▶ Bitte bearbeiten
1. Wie groß ist Jörg Thadeusz laut dem Interviewtext?
2. Führe das Interview mit Jörg Thadeusz ab seinem letzten Satz fort.
═══ Vorliegender Text ═══
Text: Ruth Schink | Fotos: Illustration: Franz Suess

Für viele ist „ Thadeusz “ Kult. Mario Adorf, Hans-Dietrich Genscher und Marcel Reich-Ranicki gaben sich im charmanten deutschen Talk-Format bereits die Ehre. Hauptschuldig daran ist er: Jörg Thadeusz, der 1,88 m große Grimme-Preisträger mit der schnellen Zunge und dem noch schnelleren Verstand. Seit mittlerweile fünf Jahren fragt er sich in die Herzen seiner Zuschauer und Gäste. Manchmal frech und provokant. Manchmal geradezu naiv direkt. Aber stets respektvoll und mit Krawatte – genau so, wie er sich auch beim Interview in Charlottenburg zeigte.

Für alle, die Sie nicht so gut kennen: Moderieren Sie sich bitte mal selber an.

Meine Damen und Herren, erleben Sie den sympathischen Westfalen, der in verschiedenen dritten Programmen des deutschen Fernsehens auf spektakuläre Art und Weise seit eineinhalb Jahrzehnten erfolglos ist. (Pausiert.) Nein! (Korrigiert.) Nicht total erfolglos. Das ist gemein zu sagen, weil meine Intendantin sich darüber ärgert, wenn ich behaupte, ich sei erfolglos.

Dann jetzt die Intendantenversion bitte.

Genießen Sie, meine Damen und Herren, einen erlesenen Moderator, denn er ist nur wenigen bekannt.

Jetzt kokettieren Sie aber mit Ihrem Selbstbild.

Nein.

Entspricht Ihr TV-Bild denn sonst Ihrem Selbstbild?

Nein.

Inwiefern weicht es ab?

Wir sitzen ja heute Abend hier zusammen, ich habe noch die Fernsehschminke auf dem Kopf. Das heißt, ich wirke heute wie ein vollhaariges Geschöpf. Allein das ist Illusion. Und das nächste ist, wenn ich mich normalerweise mit Menschen unterhalte, ist natürlich alles viel konfuser, als es da im Fernsehen läuft. Und selbst da ist es so konfus, dass viele Leute anrufen und sagen, es soll nicht so konfus sein. Und auch der Rest – das entspricht nicht meinem Selbstbild. Da immer hochgeschnürt rumzusitzen, sich die ganze Zeit Gedanken zu machen, wo fuchtle ich jetzt mit den Händen rum und wo lasse ich es lieber sein, das ist ja alles kontrollierter, als ich es im Alltag ertragen könnte.

Wer legt denn fest, dass Sie hochgeschnürt in Anzug und Krawatte im Studio sitzen?
═══ Bereitgestellte Angaben ═══
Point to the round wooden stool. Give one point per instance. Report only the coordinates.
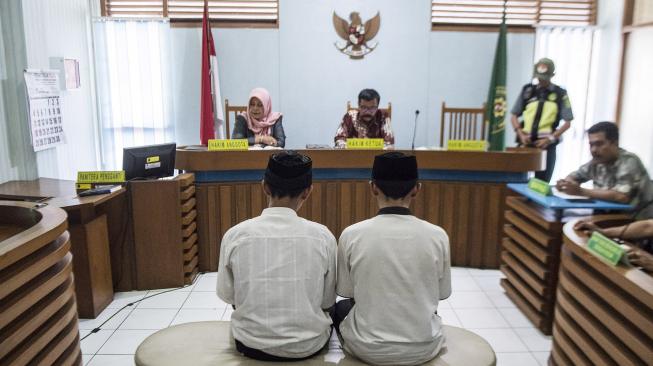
═══
▶ Antworten im Einzelnen
1. Er ist 1,88 m groß.

2.
Das empfinde ich natürlich auch als respektvolle Geste gegenüber meinen Gästen. Und mir würde jetzt auch nichts anderes einfallen. Wenn ich zum Beispiel im Schwanenkostüm viel hinreißender aussehen würde oder der Gast sich dadurch geschmeichelt fühlen könnte, dann würde ich ein Schwanenkostüm tragen.

Aber Anzug und Krawatte sind kein Muss des Senders, weil der Durchschnittszuschauer bei rbb 63 Jahre alt ist?

Nein, nein. Üblicherweise verfällt der Fernsehredakteur, der in einer öffentlich-rechtlichen Anstalt arbeitet, dem Gefühl, man müsse ein Format jünger machen, und dann zieht er einem Moderator, der über seine besten Jahre deutlich hinaus ist, gerne ein T-Shirt mit einem Y drauf an. Das würde ich in jedem Fall ablehnen, weil ich finde, es gibt gewisse Stilregeln für Männer, die sind sehr einfach zu befolgen. Das ist viel einfacher, als sich als Frau zu überlegen, wie kriege ich Sex-Appeal. Und an diese Regeln kann man sich einfach mal halten. Man lässt sich keine freche Oliver-Geissen-Frisur machen. Man zieht vernünftige Schuhe an, ein vernünftiges Hemd und hat eine vernünftige Krawatte um.

Und wer wählt die Krawatten aus? Die sind ja interessanterweise fast immer diagonal gestreift, wie ich feststellen konnte.

Die wähle ich aus. Und die Streifen deuten auf meine Kindheit zurück. Das mit den Streifen war mir allerdings nicht bewusst. Ich fange erst jetzt an, wo Sie es sagen, mich dafür zu schämen.

Das war keine Kritik, nur eine Feststellung.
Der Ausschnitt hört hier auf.